Exercise goal:
Using the forum thread about waiting for carrier, answer these:
(a) Which setting should be changed to yes to enable parallel startup, and in which file?
(b) What latest available version of ifplugd is listed?
(c) What message does eth0 stall at when the cable is not plugged in?

Reading passage:
# Waiting for carrier...

## Darwish

Hi,

the dhcp client daemon is starting as soon as eth0 is up.

That's a good thing, but if the cable is not plugged, it stays stalled a moment at "eth0:waiting for carrier."

Do you (yes yçu!) know a way to background that in order to accelerate this final step ?

----------

## Etal

If you use a simple network setup (you always connect via DHCP), you can remove "net.eth0" service and add just "dhcpcd".

----------

## krinn

emerge -s ifplugd

----------

## devilheart

I think enabling parallel setup will be enough

----------

## Darwish

What is parellel setup and how do you enable it ?

----------

## devilheart

Parallel startup will just start services in parallel so if one of them is stuck (like waiting for a dhcp lease) the others can move on. Change RC_PARALLEL_STARTUP to yes in /etc/conf.d/rc

----------

## atmosx

Hello,

Some services require net.eth0 though. What is the best solution? I can see:

*  sys-apps/ifplugd

      Latest version available: 0.28-r9

      Latest version installed: [ Not Installed ]

      Size of files: 139 kB

      Homepage:      http://0pointer.de/lennart/projects/ifplugd/

      Description:   Brings up/down ethernet ports automatically with cable detection

      License:       GPL-2

which seems to be a nice one, by removing net.eth0 from rc-default, you let ifplugd handle the rest when cable is plugged in, and the  other approach is the parallel etc. But how can the system start the sshd deamon is net.eth0 is not up?

Given material:
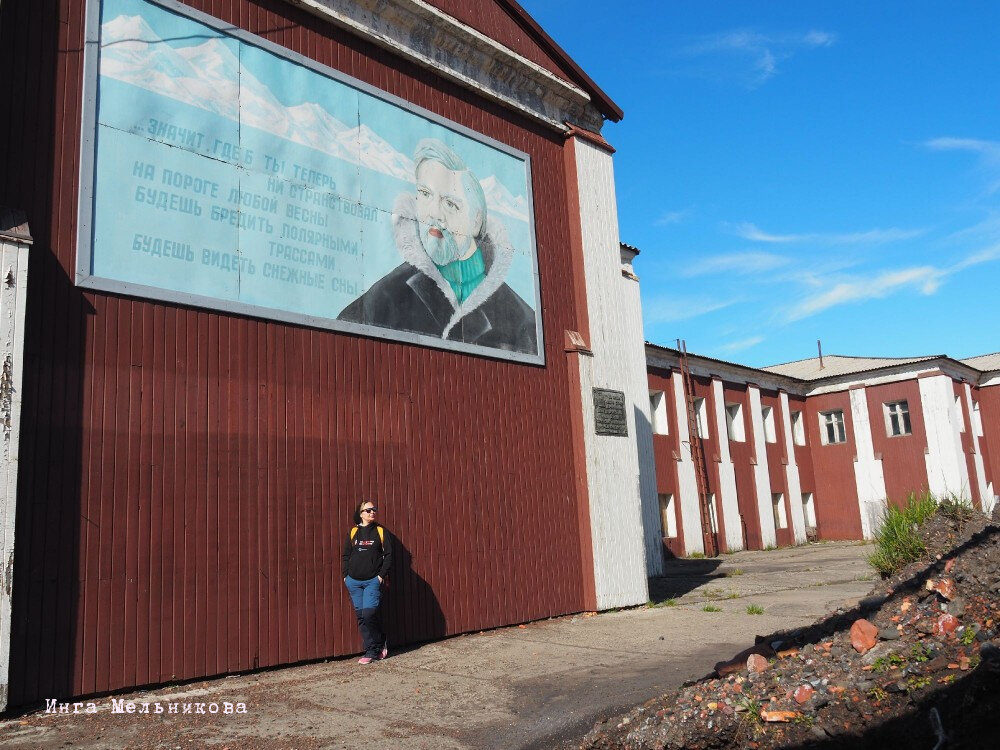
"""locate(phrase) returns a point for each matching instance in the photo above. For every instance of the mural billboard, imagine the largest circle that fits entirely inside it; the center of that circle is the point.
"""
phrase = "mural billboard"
(223, 171)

Result of this exercise:
(a) RC_PARALLEL_STARTUP, in /etc/conf.d/rc
(b) 0.28-r9
(c) "eth0:waiting for carrier."